Please copy every line of the listing below word for word, leaving out the pictures.

____________

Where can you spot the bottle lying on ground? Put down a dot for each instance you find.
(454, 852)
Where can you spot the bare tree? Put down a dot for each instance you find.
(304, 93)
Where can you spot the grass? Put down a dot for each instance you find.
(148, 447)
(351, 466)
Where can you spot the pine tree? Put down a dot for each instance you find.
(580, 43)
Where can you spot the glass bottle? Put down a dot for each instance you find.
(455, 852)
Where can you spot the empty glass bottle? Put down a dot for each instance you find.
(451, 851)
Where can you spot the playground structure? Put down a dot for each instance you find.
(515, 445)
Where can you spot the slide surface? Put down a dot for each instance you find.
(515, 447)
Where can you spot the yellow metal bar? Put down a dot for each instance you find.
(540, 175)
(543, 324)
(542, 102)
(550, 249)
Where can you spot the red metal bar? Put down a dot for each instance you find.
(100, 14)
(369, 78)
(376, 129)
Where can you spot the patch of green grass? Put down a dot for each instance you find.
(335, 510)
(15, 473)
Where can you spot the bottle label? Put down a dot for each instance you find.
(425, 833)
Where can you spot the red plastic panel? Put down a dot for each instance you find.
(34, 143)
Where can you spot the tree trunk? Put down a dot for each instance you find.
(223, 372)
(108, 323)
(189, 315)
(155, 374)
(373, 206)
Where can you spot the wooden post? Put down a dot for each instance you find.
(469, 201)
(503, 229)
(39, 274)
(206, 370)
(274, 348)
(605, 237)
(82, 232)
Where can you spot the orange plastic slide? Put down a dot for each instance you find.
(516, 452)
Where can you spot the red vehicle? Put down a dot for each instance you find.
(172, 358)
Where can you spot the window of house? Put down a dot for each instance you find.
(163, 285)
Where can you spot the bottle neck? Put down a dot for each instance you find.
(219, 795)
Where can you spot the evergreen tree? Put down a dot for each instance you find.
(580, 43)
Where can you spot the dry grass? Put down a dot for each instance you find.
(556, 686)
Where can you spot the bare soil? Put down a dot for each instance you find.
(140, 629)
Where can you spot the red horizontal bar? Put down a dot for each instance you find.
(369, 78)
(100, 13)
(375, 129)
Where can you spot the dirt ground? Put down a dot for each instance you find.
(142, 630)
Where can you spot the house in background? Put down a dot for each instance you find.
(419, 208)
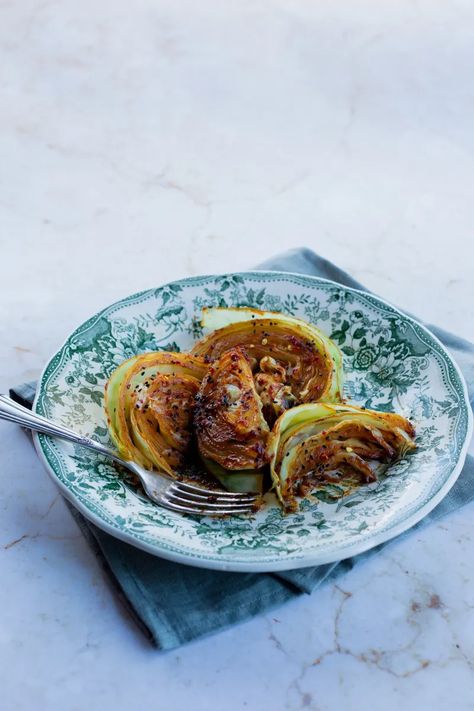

____________

- **TASK SOLUTION**:
Where can you spot the bottle lying on ground? Put down a dot for each instance you find.
(454, 852)
Where can you spot the bare tree? Put down a dot for each instance you find.
(304, 93)
Where can you spot the grass? Put down a dot for each instance you find.
(148, 447)
(351, 466)
Where can you spot the pine tree? Put down a dot for each instance you find.
(580, 43)
Where can you spot the glass bottle? Put down a dot for each instance you find.
(455, 852)
Where can you spot the empty glass bottle? Put down a dot for each instance you find.
(451, 851)
Where can you spot the playground structure? Put down a dot for each instance you find.
(515, 445)
Where can you spot the slide surface? Put down a dot for each instance you find.
(515, 447)
Where can you spot the yellow metal bar? Put down a dot for each instance you find.
(540, 175)
(543, 324)
(542, 102)
(550, 249)
Where can you spot the red metal bar? Put down a dot for each instance you find.
(100, 14)
(369, 78)
(376, 129)
Where can you spot the patch of green grass? Put down a dot for each instance you find.
(335, 510)
(15, 473)
Where can you spot the bottle label? Put down a dot for each instance you find.
(425, 833)
Where can you spot the red plastic panel? Put down a dot for each instance you find.
(34, 143)
Where can you spot the tree trunk? Put down a dot for each instance you find.
(223, 372)
(108, 323)
(189, 315)
(155, 374)
(373, 206)
Where can you spot the wooden post? Put down a dot for each instance you find.
(469, 201)
(503, 229)
(39, 274)
(206, 370)
(274, 348)
(605, 237)
(82, 232)
Where can you spot the orange plastic slide? Put down a dot for each instance you find.
(516, 452)
Where can you spot the red vehicle? Put down a dot for each instance you find.
(172, 358)
Where can you spot the window of house? Put down a dot for each instance you find.
(163, 285)
Where can you spot the bottle neck? Put down a dot for each instance you find.
(219, 795)
Where can you spot the evergreen tree? Put down a dot for each instance you find.
(580, 43)
Where can you spot the dry grass? Put down a dot for each instance you find.
(556, 686)
Where can you spot the bare soil? Put down a dot for each instance you find.
(140, 629)
Where can you spot the red horizontal bar? Put down a dot for each instance you find.
(369, 78)
(100, 13)
(375, 129)
Where can you spot the dirt ground? Put down a dot for each instance you find.
(142, 630)
Where can you spot the house in background? Put down a dot for each instance you find.
(419, 208)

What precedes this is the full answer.